- Teks yang Ditampilkan:
>>>
Namun pada hari Rabu (4/5/11) kembali 1 (satu) orang warga A/N SUGIRI ditangkap oleh aparat Kepolisian dari Brimobda Sumsel, Polsek Bayung Lencir yang dibantu oleh oknum Dinas Kehutanan dan karyawan PT. Pakerin. Hal ini tentu merupakan pelanggaran atas kesepakatan yang telah dihasilkan – termasuk proses penangguhan-pun hingga kini tidak pernah direalisasikan. Dalam hal ini kami menduga bahwa Kapolsek Bayung Lencir telah main mata dengan perusahaan, karena disebutkan dapat saja penangguhan dilaksanakan jika masyarakat keluar dari kawasan kelola eks PT. Pakerin.

Atas paparan yang kami sebutkan di atas, dalam aksi kali ini kami menuntut dan mendesak:
1.                          Kepada Kapolda Sumsel agar menginstruksikan kepada Polres MUBA dan Polsek Bayung Lencir agar membebaskan tanpa syarat rekan kami A/N SABAR. Menurut kami penangkapan tersebut tidak memiliki dasar hukum yang kuat, karena dengan dasar pengaduan oleh PT. Pakarin, kenyataan di lapangan sangatlah jelas bahwa dalam kurun waktu ±10 tahun PT. Pakerin sendiri tidak lagi menjalankan usahanya secara aktif;
2.                          Mendesak kepada Kapolda Sumsel agar mencopot jabatan Kapolsek Bayung Lencir A/N AKP Suhardiman, SH karena Ybs dianggap tidak netral terhadap konflik pertanahan warga Desa Simpang Bayat dan lainnya dengan PT. Pakerin;
3.                          Mendesak kepada Polri (struktural Polda Sumsel) untuk menghentikan keterlibatan atas konflik pertanahan warga Desa Simpang Bayat dan lainnya dengan PT. Pakerin;
4.                          Mendesak kepada Dinas Kehutanan Propinsi Sumatera Selatan agar merekomendasikan kepada Menteri Kehutanan untuk mencabut izin usaha PT. Pakerin sebagaimana tertuang dalam Peraturan Pemerintah Republik Indonesia Nomor 7 Tahun 1990 Tentang Hak Pengusaha Hutan Tanaman Industri, yakni Hak Pengusahaan HTI dapat dicabut apabila; ’Pemegang Hak Pengusahaan HTI menghentikan pekerjaannya dan meninggalkan arealnya selama 24 (dua puluh empat) bulan terus menerus sebelum Hak Pengusahaan HTI berakhir (Pasal 18 ayat 3);

Demikianlah hal ini kami sampaikan, demi terwujudnya keadilan atas akses Sumber Daya Alam bagi rakyat di Republik tercinta ini.
<<<
- Tantangan A: Tuliskan ulang seluruh teks tuntutan warga tentang konflik lahan dengan PT. Pakerin di atas tanpa mengubah satu kata pun.

- Data Masukan:
>>>
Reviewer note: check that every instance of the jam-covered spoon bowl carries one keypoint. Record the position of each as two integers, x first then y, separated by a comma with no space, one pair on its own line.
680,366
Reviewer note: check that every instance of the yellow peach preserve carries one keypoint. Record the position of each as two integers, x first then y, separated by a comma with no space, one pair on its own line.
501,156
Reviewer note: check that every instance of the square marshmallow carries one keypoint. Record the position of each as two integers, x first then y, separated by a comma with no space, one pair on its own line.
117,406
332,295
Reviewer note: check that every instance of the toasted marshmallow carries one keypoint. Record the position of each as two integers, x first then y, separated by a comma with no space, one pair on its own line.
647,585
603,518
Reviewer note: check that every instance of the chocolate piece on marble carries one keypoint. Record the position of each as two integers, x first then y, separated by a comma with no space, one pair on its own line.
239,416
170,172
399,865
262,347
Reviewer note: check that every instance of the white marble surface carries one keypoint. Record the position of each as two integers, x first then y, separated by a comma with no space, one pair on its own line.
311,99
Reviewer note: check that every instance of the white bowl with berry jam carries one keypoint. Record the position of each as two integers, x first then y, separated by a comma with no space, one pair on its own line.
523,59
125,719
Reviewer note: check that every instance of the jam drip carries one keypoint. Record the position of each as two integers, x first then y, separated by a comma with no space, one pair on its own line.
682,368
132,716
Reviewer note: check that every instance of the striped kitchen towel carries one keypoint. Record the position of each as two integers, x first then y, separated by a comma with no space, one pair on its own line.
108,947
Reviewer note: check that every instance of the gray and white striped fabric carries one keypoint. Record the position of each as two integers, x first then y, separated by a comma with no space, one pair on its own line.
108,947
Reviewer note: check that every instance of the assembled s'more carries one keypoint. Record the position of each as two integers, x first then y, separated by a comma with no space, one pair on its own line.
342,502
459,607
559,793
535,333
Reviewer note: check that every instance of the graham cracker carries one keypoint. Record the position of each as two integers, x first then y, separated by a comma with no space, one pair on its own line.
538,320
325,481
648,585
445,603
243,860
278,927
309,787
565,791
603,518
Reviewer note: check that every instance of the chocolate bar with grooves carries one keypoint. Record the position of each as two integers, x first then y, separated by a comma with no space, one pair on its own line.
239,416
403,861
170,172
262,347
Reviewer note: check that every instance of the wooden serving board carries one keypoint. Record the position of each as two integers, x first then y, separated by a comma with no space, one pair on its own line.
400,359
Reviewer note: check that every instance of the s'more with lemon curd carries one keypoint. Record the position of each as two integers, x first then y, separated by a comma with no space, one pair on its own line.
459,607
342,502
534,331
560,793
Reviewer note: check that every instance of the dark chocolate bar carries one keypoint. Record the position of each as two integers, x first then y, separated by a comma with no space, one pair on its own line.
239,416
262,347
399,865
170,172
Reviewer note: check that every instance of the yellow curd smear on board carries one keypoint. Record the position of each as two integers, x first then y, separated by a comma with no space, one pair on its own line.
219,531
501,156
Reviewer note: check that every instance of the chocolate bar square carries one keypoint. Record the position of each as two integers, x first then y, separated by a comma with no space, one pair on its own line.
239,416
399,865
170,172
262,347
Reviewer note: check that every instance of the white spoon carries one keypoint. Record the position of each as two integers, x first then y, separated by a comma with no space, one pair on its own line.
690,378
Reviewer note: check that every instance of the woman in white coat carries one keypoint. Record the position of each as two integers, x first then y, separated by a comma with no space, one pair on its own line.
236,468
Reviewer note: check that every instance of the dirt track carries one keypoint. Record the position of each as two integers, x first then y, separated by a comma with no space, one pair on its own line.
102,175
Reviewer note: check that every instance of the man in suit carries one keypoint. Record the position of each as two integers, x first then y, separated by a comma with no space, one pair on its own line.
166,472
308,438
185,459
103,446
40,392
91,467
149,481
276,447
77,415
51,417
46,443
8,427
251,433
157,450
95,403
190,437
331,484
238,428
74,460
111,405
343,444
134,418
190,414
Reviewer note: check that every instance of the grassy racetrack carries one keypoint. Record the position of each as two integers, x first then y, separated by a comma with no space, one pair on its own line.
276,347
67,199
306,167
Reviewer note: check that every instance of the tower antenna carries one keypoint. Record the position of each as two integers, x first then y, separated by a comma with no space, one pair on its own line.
<<<
- Tantangan B: Temukan setiap baris dalam daftar di atas yang memuat kata "more", lalu salin semua baris tersebut.

- Jawaban Tertulis A:
Namun pada hari Rabu (4/5/11) kembali 1 (satu) orang warga A/N SUGIRI ditangkap oleh aparat Kepolisian dari Brimobda Sumsel, Polsek Bayung Lencir yang dibantu oleh oknum Dinas Kehutanan dan karyawan PT. Pakerin. Hal ini tentu merupakan pelanggaran atas kesepakatan yang telah dihasilkan – termasuk proses penangguhan-pun hingga kini tidak pernah direalisasikan. Dalam hal ini kami menduga bahwa Kapolsek Bayung Lencir telah main mata dengan perusahaan, karena disebutkan dapat saja penangguhan dilaksanakan jika masyarakat keluar dari kawasan kelola eks PT. Pakerin.

Atas paparan yang kami sebutkan di atas, dalam aksi kali ini kami menuntut dan mendesak:
1.                          Kepada Kapolda Sumsel agar menginstruksikan kepada Polres MUBA dan Polsek Bayung Lencir agar membebaskan tanpa syarat rekan kami A/N SABAR. Menurut kami penangkapan tersebut tidak memiliki dasar hukum yang kuat, karena dengan dasar pengaduan oleh PT. Pakarin, kenyataan di lapangan sangatlah jelas bahwa dalam kurun waktu ±10 tahun PT. Pakerin sendiri tidak lagi menjalankan usahanya secara aktif;
2.                          Mendesak kepada Kapolda Sumsel agar mencopot jabatan Kapolsek Bayung Lencir A/N AKP Suhardiman, SH karena Ybs dianggap tidak netral terhadap konflik pertanahan warga Desa Simpang Bayat dan lainnya dengan PT. Pakerin;
3.                          Mendesak kepada Polri (struktural Polda Sumsel) untuk menghentikan keterlibatan atas konflik pertanahan warga Desa Simpang Bayat dan lainnya dengan PT. Pakerin;
4.                          Mendesak kepada Dinas Kehutanan Propinsi Sumatera Selatan agar merekomendasikan kepada Menteri Kehutanan untuk mencabut izin usaha PT. Pakerin sebagaimana tertuang dalam Peraturan Pemerintah Republik Indonesia Nomor 7 Tahun 1990 Tentang Hak Pengusaha Hutan Tanaman Industri, yakni Hak Pengusahaan HTI dapat dicabut apabila; ’Pemegang Hak Pengusahaan HTI menghentikan pekerjaannya dan meninggalkan arealnya selama 24 (dua puluh empat) bulan terus menerus sebelum Hak Pengusahaan HTI berakhir (Pasal 18 ayat 3);

Demikianlah hal ini kami sampaikan, demi terwujudnya keadilan atas akses Sumber Daya Alam bagi rakyat di Republik tercinta ini.

- Jawaban Tertulis B:
Reviewer note: check that every instance of the assembled s'more carries one keypoint. Record the position of each as two integers, x first then y, separated by a comma with no space, one pair on its own line.
Reviewer note: check that every instance of the s'more with lemon curd carries one keypoint. Record the position of each as two integers, x first then y, separated by a comma with no space, one pair on its own line.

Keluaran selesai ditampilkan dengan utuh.